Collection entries
* begin *

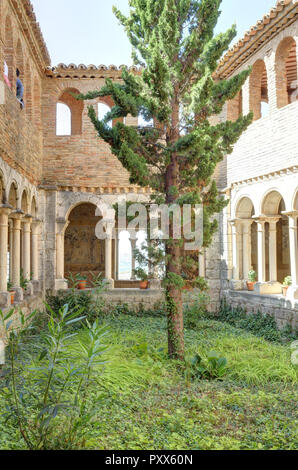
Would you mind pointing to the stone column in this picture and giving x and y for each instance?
(272, 249)
(35, 254)
(16, 254)
(202, 263)
(10, 247)
(61, 226)
(116, 255)
(246, 246)
(236, 248)
(269, 60)
(108, 260)
(133, 243)
(245, 97)
(261, 251)
(4, 296)
(27, 246)
(293, 249)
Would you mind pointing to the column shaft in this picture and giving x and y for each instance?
(246, 248)
(26, 249)
(272, 252)
(293, 249)
(35, 265)
(108, 257)
(261, 252)
(60, 255)
(133, 258)
(236, 250)
(16, 252)
(3, 250)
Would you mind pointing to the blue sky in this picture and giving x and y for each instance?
(87, 32)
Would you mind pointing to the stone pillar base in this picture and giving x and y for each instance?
(292, 293)
(61, 284)
(5, 299)
(109, 283)
(265, 288)
(155, 284)
(19, 295)
(236, 285)
(36, 287)
(29, 290)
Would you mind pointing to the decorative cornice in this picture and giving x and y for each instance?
(98, 190)
(31, 29)
(88, 71)
(279, 17)
(267, 176)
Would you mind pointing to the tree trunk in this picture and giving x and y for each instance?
(173, 251)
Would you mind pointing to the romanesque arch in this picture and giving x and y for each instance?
(286, 72)
(258, 92)
(83, 251)
(276, 228)
(13, 195)
(37, 103)
(235, 107)
(75, 109)
(295, 204)
(25, 202)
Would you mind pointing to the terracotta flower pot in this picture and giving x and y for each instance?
(12, 294)
(144, 285)
(82, 285)
(250, 285)
(285, 290)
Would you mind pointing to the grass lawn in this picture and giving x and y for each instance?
(147, 403)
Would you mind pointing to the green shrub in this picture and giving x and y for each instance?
(212, 368)
(259, 324)
(49, 397)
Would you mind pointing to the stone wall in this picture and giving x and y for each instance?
(20, 130)
(284, 312)
(83, 159)
(28, 305)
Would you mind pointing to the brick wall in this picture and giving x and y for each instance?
(77, 160)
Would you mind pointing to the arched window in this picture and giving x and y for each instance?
(13, 196)
(125, 256)
(63, 119)
(33, 207)
(28, 91)
(234, 107)
(102, 110)
(8, 53)
(286, 72)
(69, 114)
(258, 89)
(25, 203)
(37, 103)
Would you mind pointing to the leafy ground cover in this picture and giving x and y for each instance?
(149, 402)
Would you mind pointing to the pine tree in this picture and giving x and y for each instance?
(174, 44)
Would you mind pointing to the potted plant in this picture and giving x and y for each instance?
(82, 282)
(11, 291)
(144, 278)
(252, 277)
(286, 284)
(23, 281)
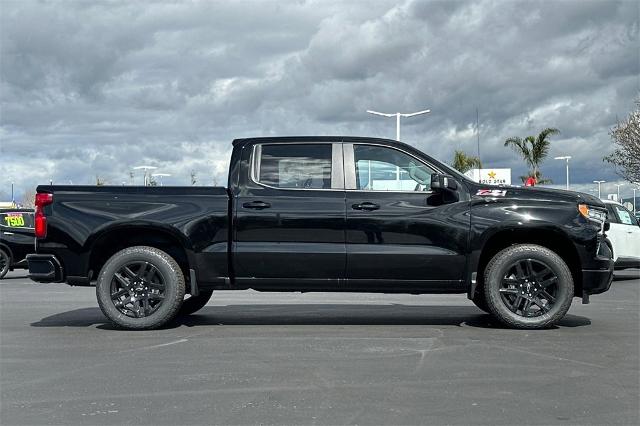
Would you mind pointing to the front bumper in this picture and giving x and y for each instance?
(597, 279)
(45, 268)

* end *

Output the material from the line containing "Would you mind pointing to the stone wall" through the end as a two-column CSV headed text and points. Give one row for each sentence and the coordinates listed under it, put each value in a single quoted field with line breaks turned into spaces, and leave out the pictures.

text,points
"Would you mind pointing to the stone wall in this picture and giving x and y for each instance?","(20, 130) (284, 312) (83, 159) (28, 305)"
"Would you mind pointing to the brick wall in this picture and giving x and y for each instance?","(77, 160)"
"Would you mind pointing to the arched window in this picture and giving x and y for each instance?","(13, 196) (125, 256) (63, 119) (33, 207) (28, 91) (234, 107) (102, 110) (8, 53) (286, 72) (69, 114) (258, 89) (25, 203) (37, 103)"
"Would you mind pointing to the leafy ground cover in this picture and giving x and y for each instance?","(149, 402)"
"Would you mind pointing to the pine tree in this picture and giving x and y for each instance?","(174, 44)"
"Would you mind pointing to the potted plant in this picture and giving x and y for each instance?","(82, 282) (11, 291) (144, 278) (252, 277) (286, 284) (23, 281)"
"Would you mind pointing to the front bumper in this picture and giving x and y for each instance?","(597, 279) (45, 268)"